→ WHAT YOU WILL DO
Beneath this task are records; count the lines among them that contain the word "below" and answer with the number only.

===

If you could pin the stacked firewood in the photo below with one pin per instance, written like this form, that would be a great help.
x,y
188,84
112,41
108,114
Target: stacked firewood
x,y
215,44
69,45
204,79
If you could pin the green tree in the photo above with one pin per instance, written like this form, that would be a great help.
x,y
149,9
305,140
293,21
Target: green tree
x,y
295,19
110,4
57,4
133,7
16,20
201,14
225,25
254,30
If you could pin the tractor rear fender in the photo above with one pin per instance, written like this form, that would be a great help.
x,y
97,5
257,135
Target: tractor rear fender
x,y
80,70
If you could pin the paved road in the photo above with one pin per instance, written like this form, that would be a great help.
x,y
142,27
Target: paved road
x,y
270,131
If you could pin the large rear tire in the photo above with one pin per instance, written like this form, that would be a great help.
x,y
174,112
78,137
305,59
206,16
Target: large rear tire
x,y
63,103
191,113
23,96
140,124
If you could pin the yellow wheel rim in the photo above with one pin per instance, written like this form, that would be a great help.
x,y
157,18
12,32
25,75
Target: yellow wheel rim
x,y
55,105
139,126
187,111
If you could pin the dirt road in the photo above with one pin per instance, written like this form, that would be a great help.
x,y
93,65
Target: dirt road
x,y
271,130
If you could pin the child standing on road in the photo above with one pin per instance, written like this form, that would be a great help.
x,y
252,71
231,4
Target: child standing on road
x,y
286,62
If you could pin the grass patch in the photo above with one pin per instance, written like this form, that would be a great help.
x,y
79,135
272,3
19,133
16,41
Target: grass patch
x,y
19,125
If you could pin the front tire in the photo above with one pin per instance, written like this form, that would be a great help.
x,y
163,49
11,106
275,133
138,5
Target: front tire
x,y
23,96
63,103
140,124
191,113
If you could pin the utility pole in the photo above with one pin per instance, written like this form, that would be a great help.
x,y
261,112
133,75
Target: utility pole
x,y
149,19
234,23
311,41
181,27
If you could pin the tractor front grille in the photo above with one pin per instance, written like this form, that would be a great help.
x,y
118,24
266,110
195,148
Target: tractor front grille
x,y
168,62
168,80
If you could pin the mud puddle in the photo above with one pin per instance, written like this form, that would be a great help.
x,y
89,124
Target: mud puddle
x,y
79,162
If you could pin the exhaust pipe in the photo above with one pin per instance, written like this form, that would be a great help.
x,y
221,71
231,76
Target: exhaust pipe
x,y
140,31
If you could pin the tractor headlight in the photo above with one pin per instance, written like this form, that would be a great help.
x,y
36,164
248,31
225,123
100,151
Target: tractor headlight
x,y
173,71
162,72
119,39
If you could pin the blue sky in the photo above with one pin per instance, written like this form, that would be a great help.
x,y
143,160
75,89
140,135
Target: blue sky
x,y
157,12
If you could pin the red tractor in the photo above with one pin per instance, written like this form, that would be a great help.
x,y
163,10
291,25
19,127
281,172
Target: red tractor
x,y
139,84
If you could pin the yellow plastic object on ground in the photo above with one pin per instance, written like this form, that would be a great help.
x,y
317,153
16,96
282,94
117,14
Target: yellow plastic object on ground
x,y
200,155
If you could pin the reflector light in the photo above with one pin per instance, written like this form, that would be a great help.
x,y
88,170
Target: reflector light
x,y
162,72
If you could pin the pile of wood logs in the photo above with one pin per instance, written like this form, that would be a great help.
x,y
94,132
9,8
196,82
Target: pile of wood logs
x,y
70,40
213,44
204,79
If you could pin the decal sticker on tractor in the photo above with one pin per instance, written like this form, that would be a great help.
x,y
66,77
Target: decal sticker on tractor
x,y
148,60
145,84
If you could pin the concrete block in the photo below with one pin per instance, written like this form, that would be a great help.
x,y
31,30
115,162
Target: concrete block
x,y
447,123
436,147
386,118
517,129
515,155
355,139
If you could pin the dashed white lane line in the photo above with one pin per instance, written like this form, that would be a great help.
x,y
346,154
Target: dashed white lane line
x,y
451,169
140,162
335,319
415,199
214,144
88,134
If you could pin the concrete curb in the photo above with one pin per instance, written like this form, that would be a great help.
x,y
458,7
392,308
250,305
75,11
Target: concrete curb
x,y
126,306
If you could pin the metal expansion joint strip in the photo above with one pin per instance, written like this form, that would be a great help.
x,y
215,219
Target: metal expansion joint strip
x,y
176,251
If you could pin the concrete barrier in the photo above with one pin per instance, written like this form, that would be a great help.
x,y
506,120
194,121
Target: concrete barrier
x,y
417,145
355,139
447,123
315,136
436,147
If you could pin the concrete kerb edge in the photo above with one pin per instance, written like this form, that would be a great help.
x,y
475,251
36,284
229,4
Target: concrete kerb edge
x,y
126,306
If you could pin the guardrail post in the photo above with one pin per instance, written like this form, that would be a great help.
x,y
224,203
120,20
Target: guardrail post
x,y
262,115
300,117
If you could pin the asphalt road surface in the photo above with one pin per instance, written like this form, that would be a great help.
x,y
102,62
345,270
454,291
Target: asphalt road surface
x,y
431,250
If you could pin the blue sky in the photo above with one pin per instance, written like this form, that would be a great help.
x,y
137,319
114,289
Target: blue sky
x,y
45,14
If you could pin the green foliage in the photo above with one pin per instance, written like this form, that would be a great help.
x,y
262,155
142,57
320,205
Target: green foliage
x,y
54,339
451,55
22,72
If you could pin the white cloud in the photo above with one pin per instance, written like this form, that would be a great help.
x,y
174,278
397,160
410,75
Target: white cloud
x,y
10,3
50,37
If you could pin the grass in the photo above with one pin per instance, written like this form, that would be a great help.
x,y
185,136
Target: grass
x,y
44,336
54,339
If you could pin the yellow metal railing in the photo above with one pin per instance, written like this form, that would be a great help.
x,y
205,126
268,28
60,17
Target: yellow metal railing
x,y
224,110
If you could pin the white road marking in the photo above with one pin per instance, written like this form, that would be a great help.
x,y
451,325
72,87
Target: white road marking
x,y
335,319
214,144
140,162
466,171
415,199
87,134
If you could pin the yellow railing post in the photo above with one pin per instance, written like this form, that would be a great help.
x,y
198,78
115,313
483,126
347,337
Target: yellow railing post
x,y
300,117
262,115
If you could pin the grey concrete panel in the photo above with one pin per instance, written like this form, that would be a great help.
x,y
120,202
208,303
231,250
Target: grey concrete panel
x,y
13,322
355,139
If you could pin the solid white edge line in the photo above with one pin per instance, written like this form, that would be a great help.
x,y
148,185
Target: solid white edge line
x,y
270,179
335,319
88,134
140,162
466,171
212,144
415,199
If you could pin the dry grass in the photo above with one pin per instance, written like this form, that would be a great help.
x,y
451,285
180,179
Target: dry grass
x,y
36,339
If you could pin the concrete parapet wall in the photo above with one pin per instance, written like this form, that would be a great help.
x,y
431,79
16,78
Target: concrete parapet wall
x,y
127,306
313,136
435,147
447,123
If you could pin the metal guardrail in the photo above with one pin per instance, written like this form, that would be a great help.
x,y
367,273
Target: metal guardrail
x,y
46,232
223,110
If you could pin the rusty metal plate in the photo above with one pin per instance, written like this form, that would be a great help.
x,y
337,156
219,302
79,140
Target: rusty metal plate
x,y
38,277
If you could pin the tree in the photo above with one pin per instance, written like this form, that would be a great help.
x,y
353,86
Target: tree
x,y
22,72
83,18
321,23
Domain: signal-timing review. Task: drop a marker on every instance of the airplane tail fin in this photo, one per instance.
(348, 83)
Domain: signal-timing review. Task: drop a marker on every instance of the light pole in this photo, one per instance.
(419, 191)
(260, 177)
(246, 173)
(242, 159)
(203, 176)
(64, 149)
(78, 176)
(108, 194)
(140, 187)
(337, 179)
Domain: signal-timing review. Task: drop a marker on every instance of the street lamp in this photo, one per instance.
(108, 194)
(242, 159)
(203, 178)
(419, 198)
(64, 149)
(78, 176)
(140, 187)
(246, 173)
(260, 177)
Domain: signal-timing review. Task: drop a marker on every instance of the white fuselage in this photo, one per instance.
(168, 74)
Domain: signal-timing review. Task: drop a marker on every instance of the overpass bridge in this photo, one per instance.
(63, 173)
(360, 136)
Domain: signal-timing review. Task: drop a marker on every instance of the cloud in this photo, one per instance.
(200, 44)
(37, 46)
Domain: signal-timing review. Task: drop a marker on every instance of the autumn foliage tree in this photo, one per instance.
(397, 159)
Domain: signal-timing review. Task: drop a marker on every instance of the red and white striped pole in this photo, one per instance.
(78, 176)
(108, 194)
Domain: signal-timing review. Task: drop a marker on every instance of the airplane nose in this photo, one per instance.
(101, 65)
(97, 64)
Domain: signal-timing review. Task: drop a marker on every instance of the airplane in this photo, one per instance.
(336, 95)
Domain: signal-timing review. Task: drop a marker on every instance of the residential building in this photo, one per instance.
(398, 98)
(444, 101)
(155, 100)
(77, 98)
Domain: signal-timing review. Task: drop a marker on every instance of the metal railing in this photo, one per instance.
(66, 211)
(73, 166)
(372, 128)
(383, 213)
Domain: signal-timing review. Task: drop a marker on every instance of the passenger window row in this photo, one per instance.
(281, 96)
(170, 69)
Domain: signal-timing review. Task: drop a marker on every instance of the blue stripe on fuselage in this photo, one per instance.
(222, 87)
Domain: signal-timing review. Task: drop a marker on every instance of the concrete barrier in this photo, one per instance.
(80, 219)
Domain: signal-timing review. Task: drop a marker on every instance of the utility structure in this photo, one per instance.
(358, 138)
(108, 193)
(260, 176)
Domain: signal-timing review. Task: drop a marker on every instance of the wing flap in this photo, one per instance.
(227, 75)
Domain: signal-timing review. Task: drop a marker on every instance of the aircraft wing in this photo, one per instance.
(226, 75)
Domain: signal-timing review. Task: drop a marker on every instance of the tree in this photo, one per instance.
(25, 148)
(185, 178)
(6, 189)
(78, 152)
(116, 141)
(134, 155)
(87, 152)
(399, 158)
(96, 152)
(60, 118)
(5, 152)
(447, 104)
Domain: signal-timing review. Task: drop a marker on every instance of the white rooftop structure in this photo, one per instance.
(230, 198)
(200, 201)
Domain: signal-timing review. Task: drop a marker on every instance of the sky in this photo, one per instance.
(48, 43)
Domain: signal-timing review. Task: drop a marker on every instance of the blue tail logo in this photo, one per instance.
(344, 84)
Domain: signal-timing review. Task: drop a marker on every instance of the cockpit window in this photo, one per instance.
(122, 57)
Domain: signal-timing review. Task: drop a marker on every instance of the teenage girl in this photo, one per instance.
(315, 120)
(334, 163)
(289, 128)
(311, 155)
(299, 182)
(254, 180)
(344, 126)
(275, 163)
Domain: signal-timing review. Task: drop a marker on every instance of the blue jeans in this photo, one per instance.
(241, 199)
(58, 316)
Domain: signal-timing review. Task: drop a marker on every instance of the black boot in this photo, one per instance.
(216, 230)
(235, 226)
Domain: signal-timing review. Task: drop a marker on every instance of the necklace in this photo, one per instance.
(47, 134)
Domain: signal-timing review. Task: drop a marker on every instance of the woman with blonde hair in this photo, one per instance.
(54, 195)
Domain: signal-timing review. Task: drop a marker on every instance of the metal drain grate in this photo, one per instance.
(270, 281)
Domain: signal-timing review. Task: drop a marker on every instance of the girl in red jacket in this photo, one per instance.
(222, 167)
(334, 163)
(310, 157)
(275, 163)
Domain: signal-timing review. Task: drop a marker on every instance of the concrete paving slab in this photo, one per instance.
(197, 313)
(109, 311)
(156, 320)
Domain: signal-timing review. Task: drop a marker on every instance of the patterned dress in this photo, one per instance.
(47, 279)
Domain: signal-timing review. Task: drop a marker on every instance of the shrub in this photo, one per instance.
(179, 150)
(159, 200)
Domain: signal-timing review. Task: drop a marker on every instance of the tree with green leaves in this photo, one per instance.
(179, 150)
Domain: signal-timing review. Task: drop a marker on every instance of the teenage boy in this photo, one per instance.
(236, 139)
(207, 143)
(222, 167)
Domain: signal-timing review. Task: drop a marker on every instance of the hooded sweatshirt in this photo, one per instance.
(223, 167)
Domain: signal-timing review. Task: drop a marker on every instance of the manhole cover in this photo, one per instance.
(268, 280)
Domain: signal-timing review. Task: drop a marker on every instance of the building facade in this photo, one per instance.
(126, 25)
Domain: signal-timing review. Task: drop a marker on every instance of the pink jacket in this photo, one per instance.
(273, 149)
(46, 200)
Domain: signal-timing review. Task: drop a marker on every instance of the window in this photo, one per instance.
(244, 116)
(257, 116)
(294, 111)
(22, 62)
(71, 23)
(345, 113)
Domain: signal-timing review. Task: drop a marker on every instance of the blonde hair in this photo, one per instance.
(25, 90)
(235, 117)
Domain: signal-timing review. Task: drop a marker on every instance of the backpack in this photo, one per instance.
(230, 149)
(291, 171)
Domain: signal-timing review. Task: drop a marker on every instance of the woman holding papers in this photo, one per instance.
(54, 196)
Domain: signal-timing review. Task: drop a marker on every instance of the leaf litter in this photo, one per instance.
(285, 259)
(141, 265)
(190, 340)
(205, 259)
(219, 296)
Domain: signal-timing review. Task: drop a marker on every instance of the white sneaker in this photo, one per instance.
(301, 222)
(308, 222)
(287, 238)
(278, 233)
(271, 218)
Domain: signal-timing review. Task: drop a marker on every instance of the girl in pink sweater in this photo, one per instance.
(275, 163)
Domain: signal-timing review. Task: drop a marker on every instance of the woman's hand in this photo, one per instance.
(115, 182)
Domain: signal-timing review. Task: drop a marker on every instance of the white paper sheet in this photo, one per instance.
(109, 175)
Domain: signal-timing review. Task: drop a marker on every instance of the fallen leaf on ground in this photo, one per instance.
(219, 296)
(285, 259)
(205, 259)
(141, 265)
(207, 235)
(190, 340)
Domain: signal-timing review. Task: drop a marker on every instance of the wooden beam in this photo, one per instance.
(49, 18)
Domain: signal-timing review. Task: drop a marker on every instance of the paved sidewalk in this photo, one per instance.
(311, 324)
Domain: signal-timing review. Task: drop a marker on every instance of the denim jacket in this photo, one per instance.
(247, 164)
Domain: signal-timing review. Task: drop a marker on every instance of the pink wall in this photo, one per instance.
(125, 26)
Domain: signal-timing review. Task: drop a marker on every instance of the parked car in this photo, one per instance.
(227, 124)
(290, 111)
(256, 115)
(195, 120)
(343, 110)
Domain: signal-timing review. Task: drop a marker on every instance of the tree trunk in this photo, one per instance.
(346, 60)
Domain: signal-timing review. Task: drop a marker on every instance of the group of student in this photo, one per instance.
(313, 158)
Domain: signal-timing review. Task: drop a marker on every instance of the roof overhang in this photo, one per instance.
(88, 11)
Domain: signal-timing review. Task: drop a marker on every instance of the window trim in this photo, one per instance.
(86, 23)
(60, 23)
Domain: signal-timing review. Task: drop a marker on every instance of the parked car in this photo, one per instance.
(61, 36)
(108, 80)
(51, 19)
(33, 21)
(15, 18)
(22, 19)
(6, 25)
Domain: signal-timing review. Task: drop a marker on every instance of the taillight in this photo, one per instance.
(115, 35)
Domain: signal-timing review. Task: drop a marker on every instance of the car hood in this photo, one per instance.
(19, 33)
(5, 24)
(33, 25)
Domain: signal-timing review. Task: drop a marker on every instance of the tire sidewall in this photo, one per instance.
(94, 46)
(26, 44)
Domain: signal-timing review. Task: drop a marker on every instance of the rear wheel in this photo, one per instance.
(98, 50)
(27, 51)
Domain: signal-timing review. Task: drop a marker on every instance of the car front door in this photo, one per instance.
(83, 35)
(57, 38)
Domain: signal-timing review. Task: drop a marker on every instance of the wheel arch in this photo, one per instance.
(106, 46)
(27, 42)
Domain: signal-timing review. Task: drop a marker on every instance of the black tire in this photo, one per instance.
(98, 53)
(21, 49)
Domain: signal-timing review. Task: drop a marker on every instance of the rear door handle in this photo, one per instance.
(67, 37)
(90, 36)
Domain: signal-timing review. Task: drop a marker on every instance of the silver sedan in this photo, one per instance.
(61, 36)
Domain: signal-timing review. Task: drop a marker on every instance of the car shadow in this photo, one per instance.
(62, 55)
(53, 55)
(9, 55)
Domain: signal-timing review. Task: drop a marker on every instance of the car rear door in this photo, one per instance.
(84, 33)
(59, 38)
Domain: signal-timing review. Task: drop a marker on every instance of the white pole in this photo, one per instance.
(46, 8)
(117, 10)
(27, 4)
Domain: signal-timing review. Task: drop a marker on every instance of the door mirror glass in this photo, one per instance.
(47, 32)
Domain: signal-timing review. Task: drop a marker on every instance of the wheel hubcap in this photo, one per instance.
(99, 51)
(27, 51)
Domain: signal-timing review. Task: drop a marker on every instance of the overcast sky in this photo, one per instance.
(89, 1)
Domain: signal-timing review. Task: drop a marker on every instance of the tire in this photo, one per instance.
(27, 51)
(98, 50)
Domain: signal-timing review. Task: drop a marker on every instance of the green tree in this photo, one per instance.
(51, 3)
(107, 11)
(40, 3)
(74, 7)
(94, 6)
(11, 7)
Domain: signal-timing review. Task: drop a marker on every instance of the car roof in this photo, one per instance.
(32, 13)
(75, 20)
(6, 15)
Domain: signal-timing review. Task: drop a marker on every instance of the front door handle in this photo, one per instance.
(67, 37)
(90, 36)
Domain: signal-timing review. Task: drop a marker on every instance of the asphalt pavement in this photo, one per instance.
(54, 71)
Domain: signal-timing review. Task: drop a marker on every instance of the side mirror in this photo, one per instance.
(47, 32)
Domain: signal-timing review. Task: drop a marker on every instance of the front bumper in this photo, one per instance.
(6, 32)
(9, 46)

===

→ WRITTEN REPLY
2